▶ **Entries from a pointing dataset**:

※

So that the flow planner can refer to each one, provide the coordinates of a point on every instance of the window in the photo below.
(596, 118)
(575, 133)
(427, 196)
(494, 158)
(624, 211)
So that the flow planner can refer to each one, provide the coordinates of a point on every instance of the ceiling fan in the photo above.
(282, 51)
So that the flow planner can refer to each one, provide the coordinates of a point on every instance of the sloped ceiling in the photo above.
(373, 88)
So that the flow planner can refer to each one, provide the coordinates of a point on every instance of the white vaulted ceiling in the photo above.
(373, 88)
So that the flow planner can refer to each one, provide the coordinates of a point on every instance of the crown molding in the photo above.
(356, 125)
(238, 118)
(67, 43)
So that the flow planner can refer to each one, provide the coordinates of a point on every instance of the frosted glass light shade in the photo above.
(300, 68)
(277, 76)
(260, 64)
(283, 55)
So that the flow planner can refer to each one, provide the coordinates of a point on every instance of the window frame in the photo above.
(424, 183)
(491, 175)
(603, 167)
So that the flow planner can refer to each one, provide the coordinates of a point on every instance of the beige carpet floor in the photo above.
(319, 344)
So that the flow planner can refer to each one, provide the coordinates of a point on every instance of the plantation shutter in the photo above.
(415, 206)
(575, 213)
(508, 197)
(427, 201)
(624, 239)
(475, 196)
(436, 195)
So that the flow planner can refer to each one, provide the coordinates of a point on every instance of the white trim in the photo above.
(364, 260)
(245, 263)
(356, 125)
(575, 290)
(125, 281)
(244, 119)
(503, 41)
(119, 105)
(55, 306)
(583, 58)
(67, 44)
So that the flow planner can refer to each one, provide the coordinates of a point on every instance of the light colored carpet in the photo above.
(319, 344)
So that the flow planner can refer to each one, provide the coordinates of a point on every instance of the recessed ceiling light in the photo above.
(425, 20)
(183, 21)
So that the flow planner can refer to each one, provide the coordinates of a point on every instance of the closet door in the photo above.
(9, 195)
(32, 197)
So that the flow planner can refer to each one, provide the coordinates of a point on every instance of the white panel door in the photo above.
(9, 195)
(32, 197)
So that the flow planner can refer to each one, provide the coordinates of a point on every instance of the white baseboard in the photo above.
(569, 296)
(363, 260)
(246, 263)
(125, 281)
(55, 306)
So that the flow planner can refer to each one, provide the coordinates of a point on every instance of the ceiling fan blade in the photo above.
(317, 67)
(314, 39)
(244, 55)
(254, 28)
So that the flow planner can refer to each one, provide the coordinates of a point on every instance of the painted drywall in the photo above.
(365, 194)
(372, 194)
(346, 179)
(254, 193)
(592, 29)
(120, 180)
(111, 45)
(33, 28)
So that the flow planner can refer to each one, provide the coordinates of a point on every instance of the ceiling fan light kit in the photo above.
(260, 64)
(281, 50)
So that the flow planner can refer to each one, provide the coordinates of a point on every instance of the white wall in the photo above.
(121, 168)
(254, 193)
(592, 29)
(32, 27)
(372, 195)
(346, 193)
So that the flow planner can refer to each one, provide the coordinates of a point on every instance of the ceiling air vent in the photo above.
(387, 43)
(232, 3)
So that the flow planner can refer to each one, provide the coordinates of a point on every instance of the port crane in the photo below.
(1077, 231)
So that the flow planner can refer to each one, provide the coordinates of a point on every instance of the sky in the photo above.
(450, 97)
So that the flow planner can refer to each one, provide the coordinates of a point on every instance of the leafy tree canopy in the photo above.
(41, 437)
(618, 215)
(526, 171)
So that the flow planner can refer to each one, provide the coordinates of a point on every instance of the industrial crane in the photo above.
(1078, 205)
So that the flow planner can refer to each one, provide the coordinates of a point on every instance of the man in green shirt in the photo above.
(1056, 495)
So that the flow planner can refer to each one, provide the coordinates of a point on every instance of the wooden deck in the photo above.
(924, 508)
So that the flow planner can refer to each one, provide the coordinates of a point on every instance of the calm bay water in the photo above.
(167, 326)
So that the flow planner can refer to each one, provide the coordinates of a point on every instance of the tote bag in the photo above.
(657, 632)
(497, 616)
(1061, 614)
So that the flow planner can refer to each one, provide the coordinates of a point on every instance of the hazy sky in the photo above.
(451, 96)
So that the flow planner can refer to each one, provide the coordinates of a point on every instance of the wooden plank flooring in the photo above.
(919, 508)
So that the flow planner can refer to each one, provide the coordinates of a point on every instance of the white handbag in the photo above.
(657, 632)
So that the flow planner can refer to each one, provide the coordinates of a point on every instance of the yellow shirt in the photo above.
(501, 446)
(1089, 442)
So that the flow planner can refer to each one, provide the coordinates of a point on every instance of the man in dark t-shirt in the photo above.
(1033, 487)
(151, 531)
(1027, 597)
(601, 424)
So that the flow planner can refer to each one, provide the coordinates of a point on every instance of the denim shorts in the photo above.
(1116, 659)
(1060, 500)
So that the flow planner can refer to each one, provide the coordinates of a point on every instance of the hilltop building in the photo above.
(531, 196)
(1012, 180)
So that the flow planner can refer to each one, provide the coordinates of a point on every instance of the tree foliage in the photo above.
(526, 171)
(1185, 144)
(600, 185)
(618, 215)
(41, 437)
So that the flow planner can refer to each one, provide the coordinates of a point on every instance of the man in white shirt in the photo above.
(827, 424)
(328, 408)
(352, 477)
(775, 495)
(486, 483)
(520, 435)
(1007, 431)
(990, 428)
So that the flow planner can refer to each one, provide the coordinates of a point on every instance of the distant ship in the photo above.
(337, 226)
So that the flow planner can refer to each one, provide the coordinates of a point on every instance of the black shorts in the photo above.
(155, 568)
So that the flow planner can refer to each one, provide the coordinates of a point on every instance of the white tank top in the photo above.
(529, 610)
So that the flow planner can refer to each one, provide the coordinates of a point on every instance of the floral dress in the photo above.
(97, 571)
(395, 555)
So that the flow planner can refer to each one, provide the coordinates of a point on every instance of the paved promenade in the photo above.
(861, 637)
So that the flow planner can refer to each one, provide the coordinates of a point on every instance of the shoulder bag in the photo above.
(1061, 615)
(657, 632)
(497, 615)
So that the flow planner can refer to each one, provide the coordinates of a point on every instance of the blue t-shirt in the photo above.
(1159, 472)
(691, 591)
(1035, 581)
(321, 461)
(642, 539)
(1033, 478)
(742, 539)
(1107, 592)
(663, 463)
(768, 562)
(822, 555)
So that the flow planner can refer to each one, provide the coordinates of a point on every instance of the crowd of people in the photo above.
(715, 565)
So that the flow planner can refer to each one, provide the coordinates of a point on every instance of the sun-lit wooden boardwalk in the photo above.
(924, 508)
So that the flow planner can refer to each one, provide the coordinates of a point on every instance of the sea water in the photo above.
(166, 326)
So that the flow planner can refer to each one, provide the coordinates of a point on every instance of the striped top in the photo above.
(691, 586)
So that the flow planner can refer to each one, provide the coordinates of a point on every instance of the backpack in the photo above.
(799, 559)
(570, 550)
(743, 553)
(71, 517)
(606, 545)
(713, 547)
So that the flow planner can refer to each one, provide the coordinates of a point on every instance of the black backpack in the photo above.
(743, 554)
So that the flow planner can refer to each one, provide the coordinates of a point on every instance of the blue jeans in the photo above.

※

▶ **YOUR INSTRUCTIONS**:
Print all of the entries again, exactly as written.

▶ **TASK ANSWER**:
So that the flow planner can refer to each one, provide the coordinates of a point on every instance of the window in the photo below.
(596, 118)
(575, 133)
(427, 196)
(494, 158)
(624, 211)
So that the flow planner can refer to each one, provide the coordinates of a point on every instance of the ceiling fan in the photo above.
(282, 51)
So that the flow planner can refer to each one, provide the coordinates of a point on every instance of the sloped ceiling in the photo above.
(373, 88)
So that the flow planner can refer to each one, provide the coordinates of a point on every instance of the white vaulted ceiling in the photo above.
(373, 88)
So that the flow planner can refer to each one, provide the coordinates of a point on every instance of the crown molding in the photo above.
(356, 125)
(238, 118)
(67, 43)
So that the flow planner can refer to each one, provide the coordinates of a point on every instance of the frosted glass light shade in the photo above.
(300, 68)
(277, 76)
(260, 64)
(283, 55)
So that the flow planner can refer to each one, provide the coordinates of a point on every instance of the window frame in the photo above.
(424, 183)
(491, 175)
(603, 167)
So that the flow planner can refer to each one, provide the coordinates of a point on every instance of the beige carpet floor in the photo above.
(319, 344)
So that the flow planner can refer to each one, provide the coordinates of a point on every instance of the plantation shutter in the photo above.
(415, 206)
(575, 213)
(508, 197)
(427, 201)
(624, 239)
(475, 196)
(436, 195)
So that the flow planner can refer to each one, provide the coordinates of a point on every instance of the white trim in the photo above.
(364, 260)
(245, 263)
(356, 125)
(575, 290)
(125, 281)
(244, 119)
(503, 41)
(119, 105)
(55, 306)
(583, 58)
(67, 44)
So that the flow planner can refer to each one, provide the coordinates of a point on every instance of the light colored carpet in the photo above.
(319, 344)
So that the flow planner can refer to each one, provide the coordinates of a point on every instance of the recessed ceiling light in the photo above.
(425, 20)
(183, 21)
So that the flow planner can refer to each one, provide the coordinates of a point on every instance of the closet door in the photo above.
(9, 195)
(32, 197)
So that the flow planner can refer to each one, provide the coordinates of a point on every instance of the white panel door in the photo above.
(9, 195)
(32, 197)
So that the flow planner can refer to each one, provide the coordinates of a point on every instance of the white baseboard in the photo above.
(569, 296)
(363, 260)
(246, 263)
(125, 281)
(55, 306)
So that the flow planner can refer to each one, provide the coordinates of a point on every instance of the ceiling fan blade in the photo above.
(317, 67)
(314, 39)
(244, 55)
(254, 28)
So that the flow planner can refer to each one, provide the coordinates of a point on every instance of the painted drywall in the photo above.
(365, 194)
(372, 194)
(346, 179)
(254, 193)
(592, 29)
(120, 180)
(111, 45)
(33, 28)
So that the flow planner can refer to each one, provide the coordinates of a point on every instance of the ceiling fan light kit in the photo above.
(260, 64)
(281, 50)
So that the flow planner can refer to each one, provide the coordinates of a point on every instance of the white wall in the photo above.
(121, 168)
(254, 193)
(592, 29)
(32, 27)
(372, 195)
(346, 193)
So that the flow planner can refer to each one, provide the coordinates of a point on every instance of the ceiling air vent in the photo above.
(387, 43)
(232, 3)
So that the flow planner can refer to each one, provide the coordinates of a point on every instance of the port crane in the photo below.
(1077, 231)
So that the flow planner can refer to each one, provide the coordinates of a point on every instance of the sky in the photo above.
(450, 97)
So that the flow planner can refer to each one, provide the coordinates of a point on every instance of the leafy tree canopy in the photo above.
(41, 437)
(618, 215)
(526, 171)
So that the flow planner can refer to each one, provide the coordinates of a point on every instance of the industrial crane in the photo above.
(1078, 205)
So that the flow planner can refer to each one, provide the coordinates of a point on every instance of the man in green shirt in the photo above.
(1056, 495)
So that the flow planner can refer to each one, provide the coordinates of a point on every instance of the wooden deck in the photo above.
(924, 508)
So that the flow planner can refer to each one, provide the coordinates of a point on every instance of the calm bay water in the photo above.
(167, 326)
So that the flow planner can refer to each one, provide the coordinates of a point on every instance of the tote bag in the photo above.
(657, 632)
(497, 616)
(1061, 614)
So that the flow planner can refer to each one, provide the coordinates of a point on every instance of the hazy sky in the photo above.
(451, 96)
So that the flow planner can refer to each one, provide the coordinates of a point on every instance of the wooden plank flooring in the photo above.
(919, 508)
So that the flow planner can refer to each one, provide the coordinates of a point on every instance of the white handbag in the photo above.
(657, 632)
So that the flow planner can refer to each one, provide the coordinates of a point on every instance of the yellow shirt in the photo above.
(501, 446)
(1089, 442)
So that the flow planner can refer to each one, provide the coordinates of a point on every instance of the man in dark t-shirt in the photo above.
(1033, 487)
(151, 531)
(1027, 597)
(601, 424)
So that the flow planner can refer to each one, provide the coordinates of a point on every instance of the denim shorts in the photo above.
(1116, 659)
(1060, 500)
So that the flow planner can refer to each one, provide the coordinates of a point on every instance of the hilltop building in the photo above.
(531, 196)
(1012, 180)
So that the flow planner can refer to each one, provide the coordinates of a point on every instance of the tree foliage in the photo above.
(526, 171)
(1185, 144)
(600, 185)
(618, 215)
(41, 437)
So that the flow planner can refer to each one, provide the coordinates of a point on every instance of the man in white shirt in the photo above.
(827, 424)
(328, 408)
(352, 477)
(775, 495)
(486, 483)
(520, 435)
(1007, 431)
(990, 428)
So that the flow planner can refer to each one, provide the coordinates of a point on every instance of the distant ship in the photo above.
(337, 226)
So that the flow planner can refer to each one, provide the coordinates of a point on every instance of the black shorts in the photo above.
(155, 568)
So that the flow planner can refer to each one, provide the coordinates of a point on every instance of the white tank top in the photo above.
(529, 610)
So that the flow planner can refer to each one, provide the coordinates of a point on every instance of the floral dress in the photo above.
(97, 571)
(395, 555)
So that the flow planner can refer to each one, provide the coordinates of a point on every instance of the paved promenade in the photo above.
(861, 637)
So that the flow planner can refer to each one, provide the coordinates of a point on every instance of the shoulder bag in the photo above.
(1061, 615)
(657, 632)
(497, 615)
So that the flow planner can refer to each one, provide the coordinates of a point on every instance of the blue t-shirt in the photo above.
(1159, 472)
(691, 591)
(1035, 581)
(321, 461)
(642, 539)
(1033, 478)
(742, 539)
(1107, 592)
(663, 463)
(768, 562)
(822, 555)
So that the flow planner can refer to each one, provide the coordinates of a point on every instance of the crowd of people in the photo above.
(715, 565)
So that the flow planner can refer to each one, provide the coordinates of a point on every instance of the sun-lit wooden boardwalk in the photo above.
(924, 508)
So that the flow planner can refer to each one, provide the coordinates of a point on every instance of the sea water in the photo above.
(166, 326)
So that the flow planner can refer to each one, provide the coordinates of a point on every instance of the striped top in the photo above.
(691, 586)
So that the flow planner can refer to each one, provide the coordinates of a point on every instance of the backpack in the photo above.
(799, 559)
(570, 550)
(743, 553)
(71, 517)
(606, 545)
(713, 547)
So that the flow planner can refer to each one, provide the coordinates of a point on every instance of the black backpack in the photo above.
(743, 554)
So that the flow planner can refer to each one, provide the coordinates of a point on every instance of the blue jeans in the photo above.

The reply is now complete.